┌──
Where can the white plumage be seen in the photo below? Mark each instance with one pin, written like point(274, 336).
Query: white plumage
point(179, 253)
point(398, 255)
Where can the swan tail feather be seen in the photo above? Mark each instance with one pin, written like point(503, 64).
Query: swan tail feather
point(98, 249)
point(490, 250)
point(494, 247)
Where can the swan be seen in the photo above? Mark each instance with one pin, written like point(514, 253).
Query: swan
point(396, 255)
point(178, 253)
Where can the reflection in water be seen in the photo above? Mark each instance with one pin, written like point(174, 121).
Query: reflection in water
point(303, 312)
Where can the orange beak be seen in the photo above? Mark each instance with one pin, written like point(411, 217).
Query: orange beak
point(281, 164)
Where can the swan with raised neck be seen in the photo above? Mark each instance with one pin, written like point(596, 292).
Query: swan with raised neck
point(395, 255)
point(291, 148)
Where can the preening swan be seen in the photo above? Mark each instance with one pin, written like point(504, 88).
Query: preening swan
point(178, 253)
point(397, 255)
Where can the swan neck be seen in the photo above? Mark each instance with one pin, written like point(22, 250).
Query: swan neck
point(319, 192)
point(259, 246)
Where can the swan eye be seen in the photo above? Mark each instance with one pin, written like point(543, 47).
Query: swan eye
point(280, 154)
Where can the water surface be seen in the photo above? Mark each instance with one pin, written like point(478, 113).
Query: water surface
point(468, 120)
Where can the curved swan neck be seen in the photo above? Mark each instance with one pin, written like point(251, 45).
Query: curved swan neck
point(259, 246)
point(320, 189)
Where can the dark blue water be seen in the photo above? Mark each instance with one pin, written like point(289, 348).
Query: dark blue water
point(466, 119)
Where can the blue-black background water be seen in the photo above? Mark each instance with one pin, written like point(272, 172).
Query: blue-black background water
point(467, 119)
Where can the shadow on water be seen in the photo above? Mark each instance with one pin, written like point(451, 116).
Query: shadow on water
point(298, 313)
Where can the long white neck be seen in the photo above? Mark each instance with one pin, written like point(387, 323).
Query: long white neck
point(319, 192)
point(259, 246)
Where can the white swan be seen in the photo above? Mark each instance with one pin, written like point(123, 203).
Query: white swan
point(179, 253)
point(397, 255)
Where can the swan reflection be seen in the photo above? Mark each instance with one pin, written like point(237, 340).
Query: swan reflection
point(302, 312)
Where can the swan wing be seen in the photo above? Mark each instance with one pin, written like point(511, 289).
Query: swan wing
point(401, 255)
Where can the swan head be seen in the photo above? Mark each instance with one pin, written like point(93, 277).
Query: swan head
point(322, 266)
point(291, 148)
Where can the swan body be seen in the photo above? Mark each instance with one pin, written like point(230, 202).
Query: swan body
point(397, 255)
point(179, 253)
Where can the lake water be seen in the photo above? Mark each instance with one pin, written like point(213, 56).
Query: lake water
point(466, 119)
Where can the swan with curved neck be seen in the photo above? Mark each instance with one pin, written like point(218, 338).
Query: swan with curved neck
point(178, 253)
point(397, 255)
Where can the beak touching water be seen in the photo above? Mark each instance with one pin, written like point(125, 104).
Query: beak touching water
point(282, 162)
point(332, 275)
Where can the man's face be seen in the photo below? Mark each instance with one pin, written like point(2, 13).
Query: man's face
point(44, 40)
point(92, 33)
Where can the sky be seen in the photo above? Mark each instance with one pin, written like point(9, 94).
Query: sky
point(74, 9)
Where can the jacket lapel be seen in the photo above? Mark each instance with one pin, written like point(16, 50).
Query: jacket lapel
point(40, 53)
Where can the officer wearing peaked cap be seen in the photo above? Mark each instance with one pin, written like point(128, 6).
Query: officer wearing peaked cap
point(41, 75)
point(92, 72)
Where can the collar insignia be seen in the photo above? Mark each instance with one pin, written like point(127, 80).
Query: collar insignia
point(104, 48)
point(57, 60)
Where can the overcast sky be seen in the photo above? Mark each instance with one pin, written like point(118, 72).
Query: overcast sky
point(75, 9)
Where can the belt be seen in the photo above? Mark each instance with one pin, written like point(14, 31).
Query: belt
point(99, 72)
└──
◆ Try it:
Down to the last line, return the data above exactly.

◆ Solved exercise:
Where can the white plumage be seen in the photo below? Mark each instance with one pin, written like point(274, 336).
Query: white plumage
point(179, 253)
point(398, 255)
Where can the swan tail feather be seen in the photo above? Mark each instance with one pin, written like point(503, 64).
Query: swan tail feather
point(98, 249)
point(490, 250)
point(494, 247)
Where can the swan be seen in the photo above? Mark each instance with one pin, written like point(514, 253).
Query: swan
point(396, 255)
point(178, 253)
Where can the reflection in water be seen in the photo above? Mark each instance with one pin, written like point(174, 121).
Query: reflection in water
point(303, 312)
Where can the orange beak be seen in the photo above? Mark each instance with one pin, written like point(411, 217).
Query: orange beak
point(281, 164)
Where can the swan with raised neck be seen in the photo above? Mark each instance with one pin, written like point(596, 292).
Query: swan with raised neck
point(395, 255)
point(291, 148)
Where can the preening swan be seen in the photo above? Mark each instance with one pin, written like point(504, 88).
Query: preening swan
point(178, 253)
point(397, 255)
Where can the swan neck be seen in the photo above? Mark each instance with one pin, written like point(22, 250).
Query: swan neck
point(319, 192)
point(259, 246)
Where can the swan eye be seen in the photo above? Mark each instance with one pin, written like point(543, 47).
Query: swan eye
point(280, 154)
Where can the water surface be seen in the photo above? Mark each instance with one pin, written like point(478, 113).
Query: water surface
point(468, 120)
Where can the curved swan neck be seen in the photo above? Mark each instance with one pin, written like point(251, 45).
Query: curved swan neck
point(259, 246)
point(320, 189)
Where can the dark blue water be seen in the photo above? Mark each instance with one pin, written like point(289, 348).
Query: dark blue water
point(466, 119)
Where can the blue-black background water be seen in the photo above? Mark each instance with one pin, written like point(272, 172).
Query: blue-black background water
point(467, 119)
Where can the shadow on water be seen in the photo above? Mark each instance with one pin, written like point(451, 116).
Query: shadow on water
point(298, 313)
Where can the long white neck be seen in the photo above? Mark each instance with one pin, written like point(387, 323).
Query: long white neck
point(319, 192)
point(259, 246)
Where can the white swan be seen in the photo above? Mark each instance with one pin, written like point(123, 203).
Query: white swan
point(179, 253)
point(397, 255)
Where can the swan reflection be seen in the photo above? Mark each instance with one pin, written like point(237, 340).
Query: swan reflection
point(302, 312)
Where can the swan wing be seen in the photo above? Mark each instance with one pin, written like point(511, 289).
Query: swan wing
point(401, 255)
Where can the swan head be seen in the photo above? Mark each instance with one pin, written like point(93, 277).
Query: swan head
point(322, 266)
point(291, 148)
Where can the swan body be seen in the photo above? Mark each instance with one pin, written like point(230, 202).
Query: swan body
point(397, 255)
point(179, 253)
Where can the lake water be seen in the photo above? Mark each instance with one pin, written like point(213, 56).
Query: lake water
point(466, 119)
Where can the swan with curved neck be seen in the photo above? Mark each instance with one pin, written like point(218, 338).
Query: swan with curved neck
point(178, 253)
point(397, 255)
Where can the beak touching water be seen in the photo above? Mark each instance with one pin, written like point(125, 104).
Query: beak touching water
point(282, 162)
point(332, 275)
Where can the man's face be seen in the photo below? Mark each instance with one pin, written like point(2, 13).
Query: man's face
point(44, 40)
point(92, 33)
Where can the sky be seen in the photo above? Mark each instance with one pin, written like point(9, 94).
Query: sky
point(74, 9)
Where can the jacket lapel be seen in the photo above? Mark each instance with one pin, written like point(16, 50).
Query: jacket lapel
point(40, 53)
Where can the officer wearing peaked cap be seen in the photo above? Mark each instance with one pin, written like point(128, 6).
Query: officer wearing peaked cap
point(41, 75)
point(92, 72)
Where can the collar insignia be seen in the photo above? Mark each instance with one pin, written like point(127, 80).
Query: collar insignia
point(104, 48)
point(57, 60)
Where can the overcast sky be seen in the photo above? Mark each instance with one pin, written like point(118, 72).
Query: overcast sky
point(75, 9)
Where can the belt be seen in the photo above? Mark each instance with one pin, written like point(14, 31).
Query: belt
point(99, 72)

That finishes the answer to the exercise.